Detection examples:
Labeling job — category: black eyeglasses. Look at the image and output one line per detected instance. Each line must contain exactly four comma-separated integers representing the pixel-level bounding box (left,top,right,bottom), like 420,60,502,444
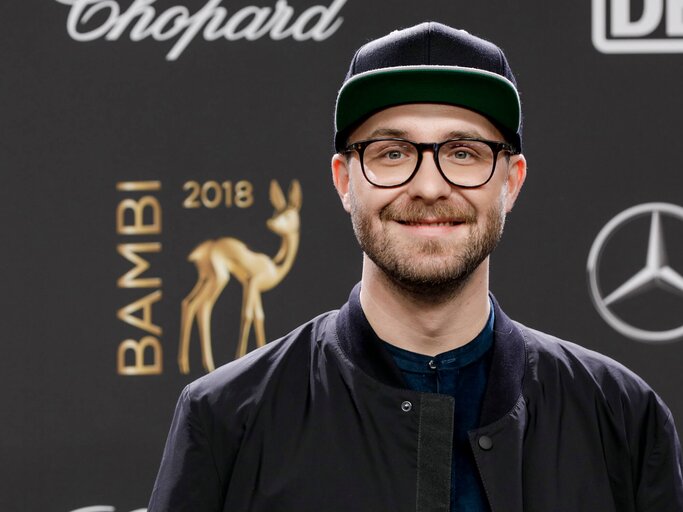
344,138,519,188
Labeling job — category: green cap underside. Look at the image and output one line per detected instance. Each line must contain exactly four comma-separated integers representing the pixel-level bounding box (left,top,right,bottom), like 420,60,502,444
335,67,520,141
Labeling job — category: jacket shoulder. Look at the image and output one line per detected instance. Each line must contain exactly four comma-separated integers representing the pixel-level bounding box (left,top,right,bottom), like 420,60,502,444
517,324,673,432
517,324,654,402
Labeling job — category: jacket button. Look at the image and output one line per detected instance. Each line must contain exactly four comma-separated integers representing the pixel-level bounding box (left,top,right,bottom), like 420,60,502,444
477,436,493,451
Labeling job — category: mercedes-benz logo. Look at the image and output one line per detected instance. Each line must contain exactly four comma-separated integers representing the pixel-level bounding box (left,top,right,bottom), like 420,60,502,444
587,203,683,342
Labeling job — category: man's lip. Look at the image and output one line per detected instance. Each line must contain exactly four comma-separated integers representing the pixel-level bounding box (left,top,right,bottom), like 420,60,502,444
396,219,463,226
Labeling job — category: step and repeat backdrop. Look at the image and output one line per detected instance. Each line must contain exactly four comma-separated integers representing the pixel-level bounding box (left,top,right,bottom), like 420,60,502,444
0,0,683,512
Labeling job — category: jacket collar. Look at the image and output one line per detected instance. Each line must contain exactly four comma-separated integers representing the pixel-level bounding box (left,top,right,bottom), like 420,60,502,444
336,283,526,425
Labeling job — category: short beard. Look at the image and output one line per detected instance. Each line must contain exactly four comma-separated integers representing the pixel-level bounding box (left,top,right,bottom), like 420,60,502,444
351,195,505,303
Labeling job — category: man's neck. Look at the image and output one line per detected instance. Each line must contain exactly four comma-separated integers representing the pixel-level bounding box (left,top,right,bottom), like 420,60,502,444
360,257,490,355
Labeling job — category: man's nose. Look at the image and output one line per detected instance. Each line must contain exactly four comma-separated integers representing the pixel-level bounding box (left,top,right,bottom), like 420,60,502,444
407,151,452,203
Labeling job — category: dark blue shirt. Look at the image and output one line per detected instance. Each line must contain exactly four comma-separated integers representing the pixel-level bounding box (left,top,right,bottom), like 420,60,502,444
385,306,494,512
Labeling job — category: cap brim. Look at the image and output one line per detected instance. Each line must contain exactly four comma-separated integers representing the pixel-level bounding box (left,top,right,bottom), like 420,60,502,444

> [STATED TASK]:
Please update the records above by replacing every "Labeling job" with "Annotation task" and leaving all other text unchanged. Omit the pictures from your answer.

> [OUTPUT]:
Annotation task — category: black eyeglasses. Look at the image and output one line per detected instance. Each line must contain exactly four comma-separated integers representing the pixel-level bounding box (left,top,right,bottom), like 420,60,502,444
344,138,519,188
Annotation task — category: green cap underside. Look at the image and output one line per detected instance. Each line must contain exactly four comma-separated integers representing the pixel-level bounding box (left,top,right,bottom), like 420,60,502,444
335,67,520,141
Annotation task — category: jacket shoulder. Look at the image and output one line per detected instance. Each line must contain exactly four comma-separated integers representing the pixel-level bounding box (left,top,right,bottom), like 420,60,502,444
517,324,673,432
517,324,654,402
Annotation task — category: jacket button. Look at the image and output one line per detected instance. Each line must contain exactly four comma-separated integers representing the pixel-level bounding box (left,top,right,bottom), like 420,60,502,444
477,436,493,451
Annotation task — category: mercedes-benz logo. Look at the image and output one line per detected instance. Each line must contain exactly four comma-separated integers representing the pixel-level bounding box (left,top,right,bottom), like 420,60,502,444
587,203,683,342
Annotation task — category: man's lip. Look at the image and output one line per detected instance. Each line must contain exactly four comma-separated integers representing the pixel-level bounding box (left,top,right,bottom), like 420,60,502,444
396,219,463,226
Annotation task — category: step and repeat backdrop. Look at the image and output one line per detected instance. Each line must contain exactly four comma-separated integers representing the pixel-level bounding box (left,top,right,bottom), like 420,60,502,444
0,0,683,512
Annotation task — category: jacket collar. Look at the image and output one line per detected instance. Each line must contain exactly four comma-separated integers representing the pixel-level bounding box (left,top,right,bottom), like 420,60,502,444
336,283,526,425
Annotation task — category: short beard. Look at the image and output one line per detected instance. Each line must contain exactly four comma-separated integers representing the pixel-level bounding box (left,top,right,bottom), like 420,60,502,444
351,195,505,303
Annotation task — category: man's neck. Look at the image and output one line per detected instance. Each line must contain exactly four comma-separated integers representing the pixel-level bounding box (left,top,right,bottom), like 420,60,502,444
360,257,490,355
Annotation task — category: man's nose. Look at the image and output one line per detected instance. Each line must contain exactly four comma-separated integers representing the pixel-level bounding box (left,top,right,bottom), like 420,60,502,444
407,151,452,203
Annotation task — category: dark blue shirt. Look at the image and output one line per detected instance. Each line must contain exactly four comma-separated integers representing the pixel-level bounding box (left,top,right,bottom), like 420,60,502,444
385,306,494,512
Annotation task — category: cap brim. Look at the image and output one line per detected instance. Each line must contain exactly four comma-separated integers representing the pixel-level bounding box (left,top,right,bottom), like 420,60,502,444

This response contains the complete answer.